Dataset excerpt:
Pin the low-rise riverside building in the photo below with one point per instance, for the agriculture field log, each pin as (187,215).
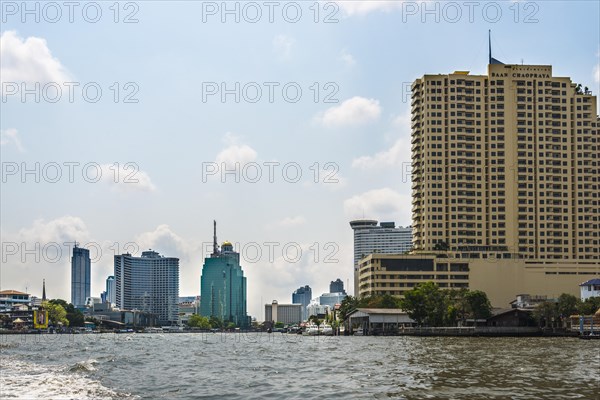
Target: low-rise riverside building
(378,321)
(501,277)
(394,274)
(285,313)
(590,289)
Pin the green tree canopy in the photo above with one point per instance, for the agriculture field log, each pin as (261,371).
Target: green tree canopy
(56,313)
(546,313)
(348,305)
(478,305)
(589,306)
(567,305)
(429,305)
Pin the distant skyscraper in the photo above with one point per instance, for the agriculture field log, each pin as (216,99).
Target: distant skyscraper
(337,286)
(148,283)
(110,290)
(384,239)
(223,285)
(302,295)
(80,276)
(286,313)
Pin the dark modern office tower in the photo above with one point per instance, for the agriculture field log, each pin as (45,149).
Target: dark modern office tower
(302,295)
(80,276)
(223,285)
(337,286)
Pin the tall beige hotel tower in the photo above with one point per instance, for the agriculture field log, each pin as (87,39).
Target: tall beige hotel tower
(506,173)
(505,186)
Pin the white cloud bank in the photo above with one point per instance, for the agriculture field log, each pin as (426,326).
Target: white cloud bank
(28,60)
(235,154)
(354,111)
(385,204)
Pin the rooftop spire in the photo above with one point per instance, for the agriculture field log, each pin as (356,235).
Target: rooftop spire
(215,245)
(492,60)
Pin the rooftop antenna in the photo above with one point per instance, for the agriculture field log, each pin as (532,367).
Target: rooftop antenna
(490,45)
(492,60)
(215,246)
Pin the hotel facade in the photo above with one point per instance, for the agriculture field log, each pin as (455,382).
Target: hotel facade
(149,283)
(505,180)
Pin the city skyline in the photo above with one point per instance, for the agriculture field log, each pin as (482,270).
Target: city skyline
(373,54)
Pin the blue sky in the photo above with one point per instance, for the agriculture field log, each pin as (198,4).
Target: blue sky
(172,136)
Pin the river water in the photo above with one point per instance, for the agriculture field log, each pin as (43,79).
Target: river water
(257,366)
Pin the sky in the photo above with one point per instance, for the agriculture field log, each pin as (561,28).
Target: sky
(128,126)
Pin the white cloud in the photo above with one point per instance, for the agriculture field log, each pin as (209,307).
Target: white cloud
(360,8)
(235,155)
(165,241)
(347,58)
(380,203)
(28,60)
(60,230)
(127,178)
(354,111)
(282,45)
(396,156)
(11,136)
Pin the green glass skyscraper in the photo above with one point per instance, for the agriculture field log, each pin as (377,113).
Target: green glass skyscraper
(223,285)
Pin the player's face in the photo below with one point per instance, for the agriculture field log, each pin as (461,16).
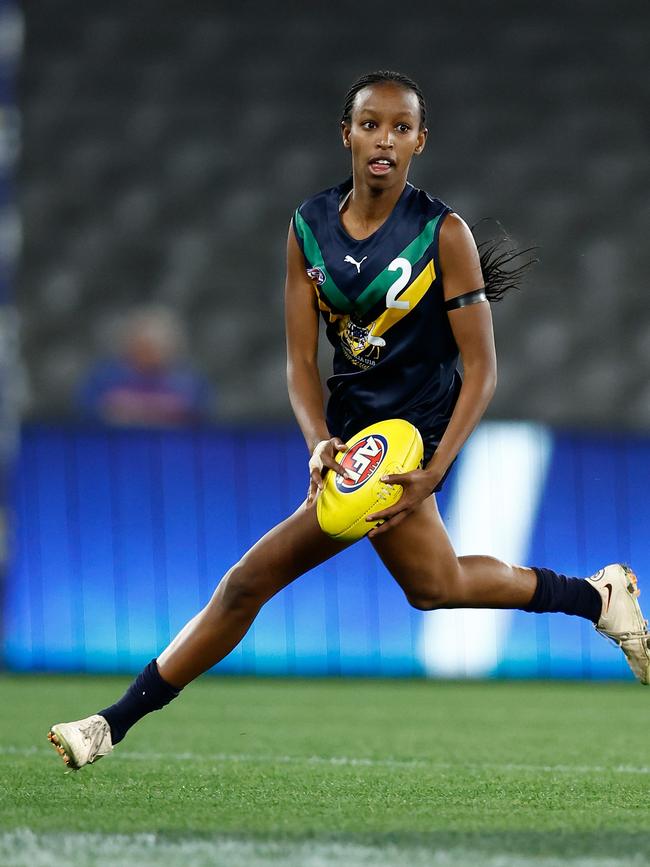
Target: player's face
(383,135)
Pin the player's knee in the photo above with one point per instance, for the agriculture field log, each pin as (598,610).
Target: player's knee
(427,600)
(239,591)
(430,591)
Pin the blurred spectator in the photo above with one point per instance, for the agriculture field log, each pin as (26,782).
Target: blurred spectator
(147,384)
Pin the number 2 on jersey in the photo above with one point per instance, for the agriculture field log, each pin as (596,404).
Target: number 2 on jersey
(403,265)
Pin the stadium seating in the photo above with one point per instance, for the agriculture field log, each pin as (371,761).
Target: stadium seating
(166,145)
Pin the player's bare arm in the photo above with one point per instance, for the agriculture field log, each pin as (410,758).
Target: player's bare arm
(472,329)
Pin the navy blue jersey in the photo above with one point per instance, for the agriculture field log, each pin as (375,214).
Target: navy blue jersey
(382,301)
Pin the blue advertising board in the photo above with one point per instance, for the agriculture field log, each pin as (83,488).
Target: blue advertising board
(121,536)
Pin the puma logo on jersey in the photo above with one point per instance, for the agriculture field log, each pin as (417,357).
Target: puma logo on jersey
(354,262)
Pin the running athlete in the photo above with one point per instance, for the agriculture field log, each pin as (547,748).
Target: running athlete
(397,278)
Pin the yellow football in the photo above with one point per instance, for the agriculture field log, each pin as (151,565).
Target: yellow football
(381,449)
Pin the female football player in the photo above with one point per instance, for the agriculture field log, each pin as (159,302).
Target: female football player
(397,278)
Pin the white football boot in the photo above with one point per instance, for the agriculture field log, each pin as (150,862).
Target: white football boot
(621,619)
(82,742)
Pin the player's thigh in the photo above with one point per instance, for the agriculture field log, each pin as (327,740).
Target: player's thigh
(419,555)
(287,551)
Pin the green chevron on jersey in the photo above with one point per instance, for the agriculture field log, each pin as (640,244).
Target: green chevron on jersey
(315,257)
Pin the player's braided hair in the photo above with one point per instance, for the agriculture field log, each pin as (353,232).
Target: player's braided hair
(379,77)
(501,272)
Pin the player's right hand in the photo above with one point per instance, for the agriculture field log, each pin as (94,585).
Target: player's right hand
(323,458)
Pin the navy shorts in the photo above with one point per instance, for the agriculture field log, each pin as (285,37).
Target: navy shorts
(431,441)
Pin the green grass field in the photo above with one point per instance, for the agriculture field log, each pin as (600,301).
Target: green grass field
(290,772)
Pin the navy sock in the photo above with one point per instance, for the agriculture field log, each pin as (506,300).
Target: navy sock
(147,692)
(569,595)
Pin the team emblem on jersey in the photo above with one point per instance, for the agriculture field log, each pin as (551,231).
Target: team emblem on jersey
(360,345)
(361,462)
(317,275)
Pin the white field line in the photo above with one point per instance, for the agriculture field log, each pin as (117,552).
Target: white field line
(24,848)
(348,761)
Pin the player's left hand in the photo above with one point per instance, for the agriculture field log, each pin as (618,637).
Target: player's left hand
(417,486)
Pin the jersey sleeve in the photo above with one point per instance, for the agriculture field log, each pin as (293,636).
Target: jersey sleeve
(297,224)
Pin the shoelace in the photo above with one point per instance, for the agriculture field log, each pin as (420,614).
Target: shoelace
(619,638)
(93,734)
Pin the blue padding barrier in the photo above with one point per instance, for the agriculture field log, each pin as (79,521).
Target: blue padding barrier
(120,537)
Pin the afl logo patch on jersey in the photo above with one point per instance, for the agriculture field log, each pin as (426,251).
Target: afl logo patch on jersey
(317,275)
(361,462)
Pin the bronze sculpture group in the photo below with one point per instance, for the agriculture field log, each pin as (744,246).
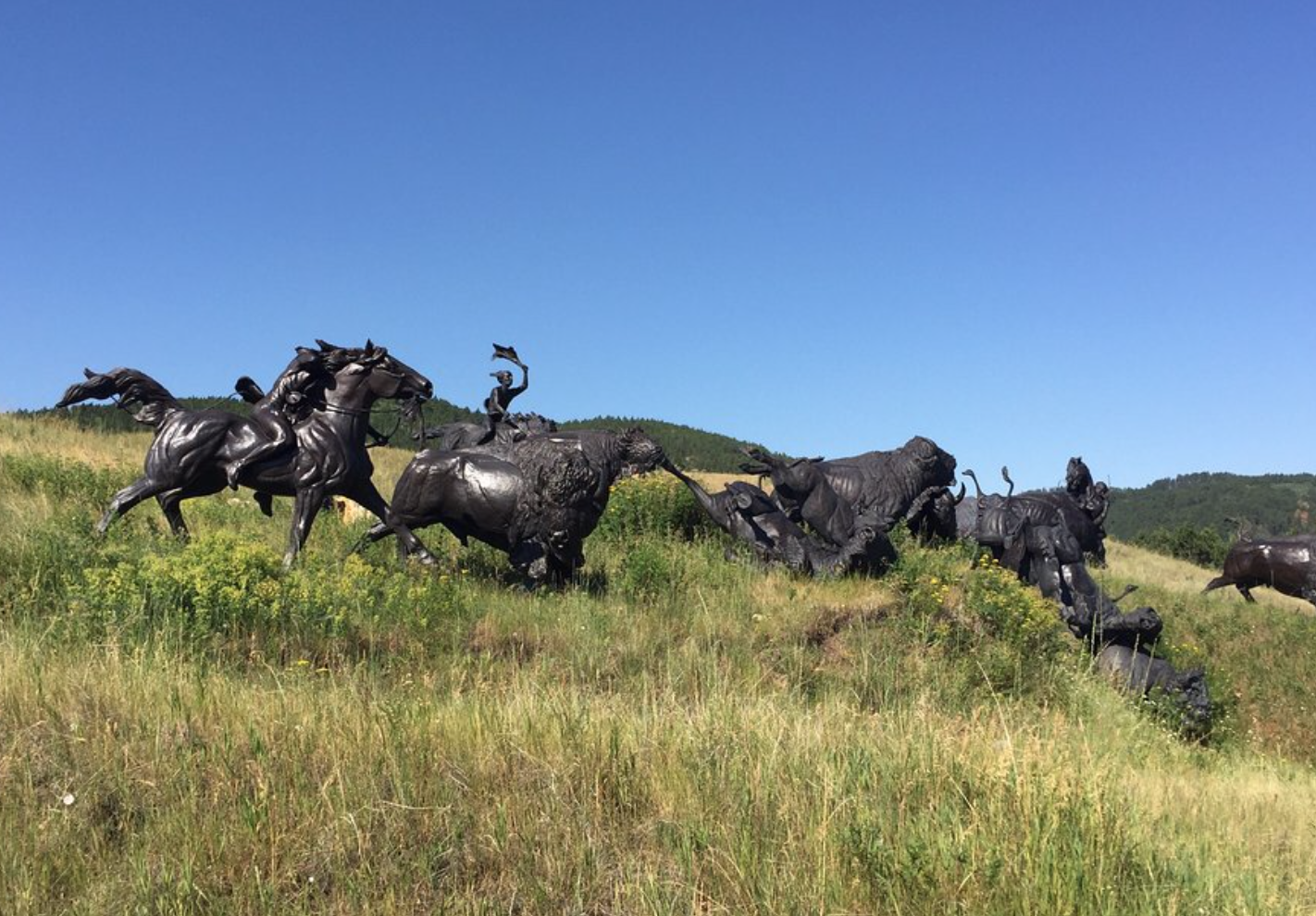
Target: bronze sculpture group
(521,486)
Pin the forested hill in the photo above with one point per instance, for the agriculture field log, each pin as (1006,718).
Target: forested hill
(689,448)
(1272,503)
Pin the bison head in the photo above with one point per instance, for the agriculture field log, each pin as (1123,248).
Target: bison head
(1078,479)
(936,466)
(639,452)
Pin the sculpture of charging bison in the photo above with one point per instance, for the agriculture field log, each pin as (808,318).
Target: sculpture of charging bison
(749,514)
(537,501)
(1079,511)
(876,489)
(1287,564)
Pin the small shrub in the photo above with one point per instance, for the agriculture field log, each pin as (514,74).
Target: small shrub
(652,504)
(1012,611)
(1203,547)
(646,573)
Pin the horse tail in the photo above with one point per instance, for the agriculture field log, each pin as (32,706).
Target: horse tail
(130,385)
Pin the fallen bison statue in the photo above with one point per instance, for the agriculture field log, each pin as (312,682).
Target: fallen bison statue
(749,514)
(1041,549)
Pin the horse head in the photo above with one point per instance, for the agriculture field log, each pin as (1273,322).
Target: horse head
(382,374)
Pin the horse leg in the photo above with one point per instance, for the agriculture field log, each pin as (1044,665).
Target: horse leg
(172,514)
(408,545)
(128,498)
(305,507)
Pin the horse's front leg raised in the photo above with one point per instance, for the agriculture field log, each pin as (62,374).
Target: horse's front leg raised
(128,498)
(304,510)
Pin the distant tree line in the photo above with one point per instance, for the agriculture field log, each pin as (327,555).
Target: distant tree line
(1198,516)
(1268,504)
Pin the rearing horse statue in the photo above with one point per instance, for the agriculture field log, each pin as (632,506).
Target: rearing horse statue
(193,449)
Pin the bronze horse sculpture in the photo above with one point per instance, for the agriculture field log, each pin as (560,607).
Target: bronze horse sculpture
(193,451)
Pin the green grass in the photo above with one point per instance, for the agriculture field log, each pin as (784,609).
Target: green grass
(191,729)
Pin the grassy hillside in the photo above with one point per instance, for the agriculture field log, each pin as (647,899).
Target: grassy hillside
(187,728)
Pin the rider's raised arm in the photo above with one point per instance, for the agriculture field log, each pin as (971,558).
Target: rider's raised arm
(526,380)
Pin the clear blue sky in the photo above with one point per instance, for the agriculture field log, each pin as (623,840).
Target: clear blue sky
(1026,230)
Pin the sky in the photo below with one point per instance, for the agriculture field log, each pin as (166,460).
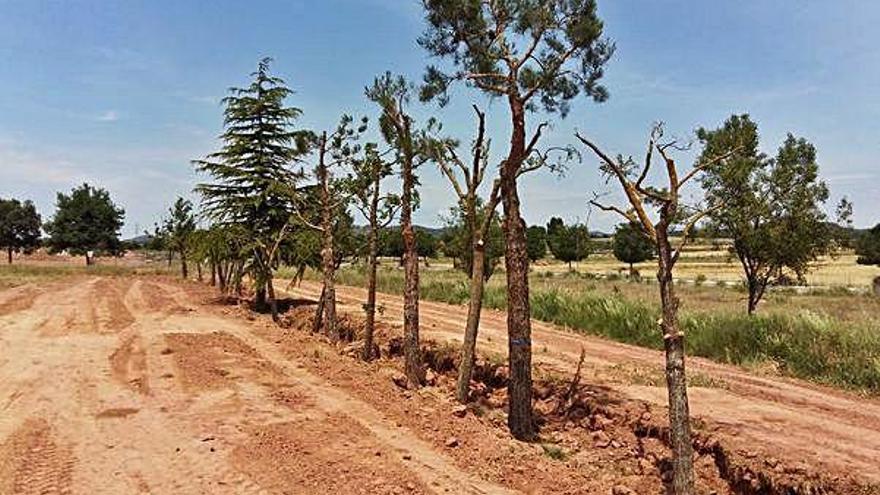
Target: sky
(125,94)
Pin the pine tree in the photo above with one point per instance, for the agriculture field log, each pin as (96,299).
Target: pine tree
(253,182)
(365,186)
(179,229)
(532,55)
(410,146)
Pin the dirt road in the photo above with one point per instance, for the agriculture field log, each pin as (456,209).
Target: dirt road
(761,416)
(125,386)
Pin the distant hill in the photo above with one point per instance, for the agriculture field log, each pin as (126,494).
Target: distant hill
(141,240)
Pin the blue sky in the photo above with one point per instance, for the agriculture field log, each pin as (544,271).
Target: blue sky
(124,94)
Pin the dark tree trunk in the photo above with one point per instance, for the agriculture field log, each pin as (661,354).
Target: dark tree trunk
(318,321)
(260,298)
(411,351)
(753,300)
(223,277)
(475,305)
(676,381)
(372,258)
(273,302)
(328,260)
(519,327)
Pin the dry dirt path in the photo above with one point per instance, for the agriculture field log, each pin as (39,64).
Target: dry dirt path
(123,386)
(769,416)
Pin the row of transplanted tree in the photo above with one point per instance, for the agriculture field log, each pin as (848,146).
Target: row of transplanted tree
(275,191)
(86,222)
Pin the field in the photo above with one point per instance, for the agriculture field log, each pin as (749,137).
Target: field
(713,263)
(123,369)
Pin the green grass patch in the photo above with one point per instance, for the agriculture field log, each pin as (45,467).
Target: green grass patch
(801,344)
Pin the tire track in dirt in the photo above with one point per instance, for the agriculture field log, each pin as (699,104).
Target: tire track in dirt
(431,466)
(810,422)
(18,298)
(33,463)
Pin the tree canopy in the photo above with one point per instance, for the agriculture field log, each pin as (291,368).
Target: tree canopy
(458,239)
(19,226)
(868,247)
(547,52)
(179,227)
(253,182)
(568,243)
(770,207)
(86,220)
(630,244)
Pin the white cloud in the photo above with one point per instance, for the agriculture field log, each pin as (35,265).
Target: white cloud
(109,116)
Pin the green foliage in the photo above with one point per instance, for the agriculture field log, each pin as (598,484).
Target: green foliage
(556,46)
(179,226)
(85,220)
(252,179)
(568,243)
(868,247)
(631,245)
(806,345)
(771,207)
(536,242)
(254,188)
(391,242)
(19,226)
(458,240)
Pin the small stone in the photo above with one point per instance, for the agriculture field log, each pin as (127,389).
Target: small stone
(600,439)
(430,377)
(400,380)
(621,490)
(459,411)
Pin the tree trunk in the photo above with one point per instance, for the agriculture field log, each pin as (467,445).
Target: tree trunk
(411,351)
(519,327)
(372,265)
(753,301)
(328,260)
(318,321)
(676,381)
(273,303)
(260,298)
(475,306)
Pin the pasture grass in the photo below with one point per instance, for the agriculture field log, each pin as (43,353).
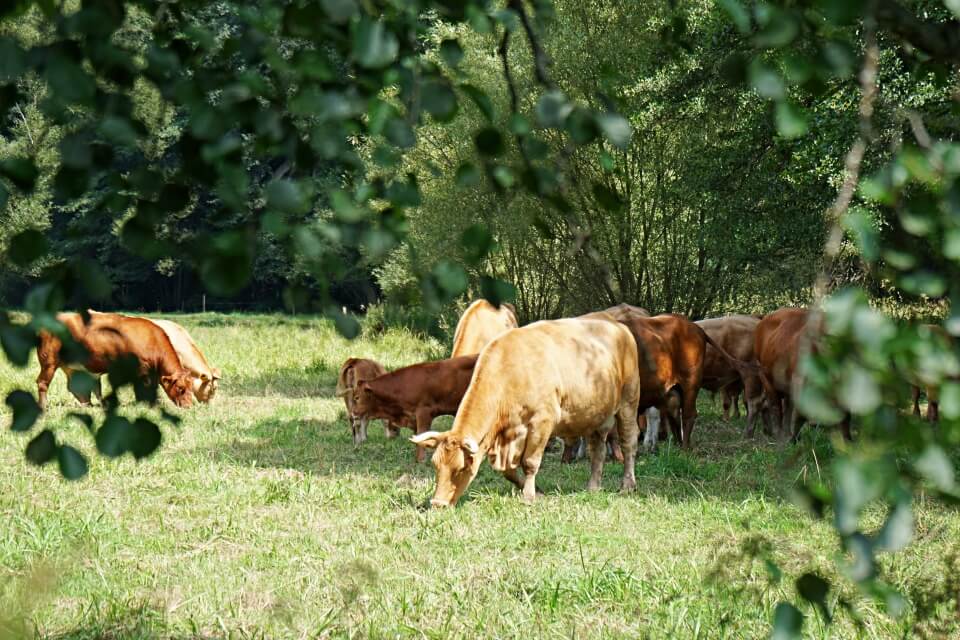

- **Task description**: List every line of the records above that contains the string "group", copying each one in full. Case counts.

- **Final result**:
Pin the bronze sculpture group in the photo below with one point per instance, for the agriculture field log, each pin as (744,246).
Target: bronze sculpture group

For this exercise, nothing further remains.